══ Given records
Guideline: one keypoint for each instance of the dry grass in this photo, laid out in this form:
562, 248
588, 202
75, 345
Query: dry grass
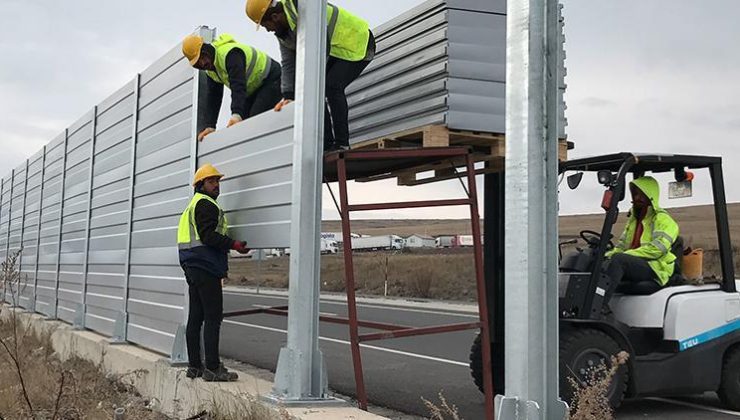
443, 411
590, 401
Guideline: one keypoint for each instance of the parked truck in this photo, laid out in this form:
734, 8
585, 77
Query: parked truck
370, 243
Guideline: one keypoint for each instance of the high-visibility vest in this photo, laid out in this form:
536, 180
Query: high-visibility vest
659, 232
348, 34
256, 63
187, 231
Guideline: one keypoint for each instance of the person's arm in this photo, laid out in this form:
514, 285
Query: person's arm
287, 81
664, 235
214, 93
236, 67
206, 221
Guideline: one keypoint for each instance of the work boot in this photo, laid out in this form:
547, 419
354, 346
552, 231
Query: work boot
220, 374
194, 372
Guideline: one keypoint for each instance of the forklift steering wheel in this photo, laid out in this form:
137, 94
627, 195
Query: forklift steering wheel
593, 238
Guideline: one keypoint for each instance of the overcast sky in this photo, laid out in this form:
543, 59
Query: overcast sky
649, 76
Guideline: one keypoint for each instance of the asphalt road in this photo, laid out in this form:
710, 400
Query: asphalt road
400, 372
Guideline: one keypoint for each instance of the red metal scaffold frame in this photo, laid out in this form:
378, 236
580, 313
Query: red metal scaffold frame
354, 164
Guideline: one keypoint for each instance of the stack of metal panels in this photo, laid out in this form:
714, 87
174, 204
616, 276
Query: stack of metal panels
441, 63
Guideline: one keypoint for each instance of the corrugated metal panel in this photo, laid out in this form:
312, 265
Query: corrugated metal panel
106, 263
74, 211
257, 159
50, 227
443, 62
161, 192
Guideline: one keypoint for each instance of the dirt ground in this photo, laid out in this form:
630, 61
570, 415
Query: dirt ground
449, 274
52, 389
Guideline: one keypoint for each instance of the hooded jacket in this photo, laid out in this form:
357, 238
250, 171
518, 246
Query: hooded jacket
659, 232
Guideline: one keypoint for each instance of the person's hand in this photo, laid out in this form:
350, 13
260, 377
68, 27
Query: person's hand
235, 119
205, 132
281, 104
240, 247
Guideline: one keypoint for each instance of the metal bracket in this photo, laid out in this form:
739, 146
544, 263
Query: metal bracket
79, 322
512, 408
179, 356
119, 329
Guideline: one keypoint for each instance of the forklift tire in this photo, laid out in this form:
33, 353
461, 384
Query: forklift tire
584, 348
729, 388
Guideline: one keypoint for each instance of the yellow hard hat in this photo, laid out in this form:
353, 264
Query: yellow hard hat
256, 9
191, 48
206, 171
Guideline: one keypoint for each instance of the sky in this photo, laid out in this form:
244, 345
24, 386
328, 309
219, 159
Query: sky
657, 76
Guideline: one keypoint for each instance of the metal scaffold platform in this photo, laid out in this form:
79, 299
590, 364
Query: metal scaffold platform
345, 166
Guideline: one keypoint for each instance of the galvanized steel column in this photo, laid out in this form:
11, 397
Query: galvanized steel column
531, 288
38, 228
120, 330
301, 374
81, 310
7, 238
61, 219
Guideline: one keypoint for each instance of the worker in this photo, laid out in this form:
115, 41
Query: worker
203, 243
351, 47
643, 253
251, 75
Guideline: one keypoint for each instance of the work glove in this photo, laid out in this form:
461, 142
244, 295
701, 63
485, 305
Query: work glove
281, 104
240, 247
205, 132
235, 119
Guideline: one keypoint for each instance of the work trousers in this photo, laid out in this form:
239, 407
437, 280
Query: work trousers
206, 313
339, 74
625, 268
268, 95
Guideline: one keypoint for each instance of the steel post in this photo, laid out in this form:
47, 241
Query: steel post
301, 374
79, 321
178, 355
38, 230
531, 314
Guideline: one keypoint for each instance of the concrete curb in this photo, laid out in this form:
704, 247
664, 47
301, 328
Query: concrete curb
154, 378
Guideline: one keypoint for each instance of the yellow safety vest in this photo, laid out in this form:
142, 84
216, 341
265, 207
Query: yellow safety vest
256, 62
187, 232
348, 34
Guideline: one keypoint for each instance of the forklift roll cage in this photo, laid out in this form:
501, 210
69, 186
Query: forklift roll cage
638, 165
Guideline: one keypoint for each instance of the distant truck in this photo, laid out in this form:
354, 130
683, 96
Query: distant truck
328, 246
370, 243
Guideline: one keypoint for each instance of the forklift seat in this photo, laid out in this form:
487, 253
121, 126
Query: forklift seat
643, 288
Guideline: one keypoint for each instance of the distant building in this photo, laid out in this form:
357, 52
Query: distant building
420, 241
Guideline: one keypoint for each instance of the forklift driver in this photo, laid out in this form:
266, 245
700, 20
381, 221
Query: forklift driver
642, 258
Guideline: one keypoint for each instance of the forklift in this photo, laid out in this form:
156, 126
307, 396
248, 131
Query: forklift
682, 339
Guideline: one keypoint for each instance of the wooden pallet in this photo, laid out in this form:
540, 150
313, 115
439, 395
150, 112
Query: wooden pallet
487, 147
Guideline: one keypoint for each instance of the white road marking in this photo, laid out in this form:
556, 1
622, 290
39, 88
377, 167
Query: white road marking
365, 346
268, 306
696, 406
362, 305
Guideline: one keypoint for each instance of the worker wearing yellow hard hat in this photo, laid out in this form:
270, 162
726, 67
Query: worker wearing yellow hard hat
203, 244
351, 48
251, 75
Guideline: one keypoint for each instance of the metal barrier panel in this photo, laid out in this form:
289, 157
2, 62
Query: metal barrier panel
108, 228
16, 226
29, 241
257, 159
74, 223
50, 223
4, 222
161, 193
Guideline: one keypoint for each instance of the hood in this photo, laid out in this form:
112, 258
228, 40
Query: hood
650, 187
223, 39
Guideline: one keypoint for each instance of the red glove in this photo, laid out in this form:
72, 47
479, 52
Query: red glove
240, 247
════
# [Work required]
Beginning with the first entry above, reproduce every line verbatim until the line with "Guideline: one keypoint for each instance of the work boot", which is included too; omit pictures.

# [Answer to the problem]
Guideline: one keypoint for each instance of the dry grass in this photo, laid out in this form:
562, 248
588, 202
75, 345
Query: dry grass
443, 411
590, 401
Guideline: one keypoint for each instance of the parked truck in this photo, laid out in this form:
734, 8
585, 77
Query: parked truck
370, 243
Guideline: one keypoint for each instance of the high-visibility vest in this photo, laid out in this form:
536, 180
Query: high-visibility vest
659, 232
348, 34
256, 63
187, 231
Guideline: one keypoint for each instance of the person's arm in this photo, laid out in this form:
514, 285
Query: person's arm
287, 81
664, 235
214, 93
236, 67
206, 221
Guideline: one keypoint for each instance of the work boot in this photo, laid out in this form:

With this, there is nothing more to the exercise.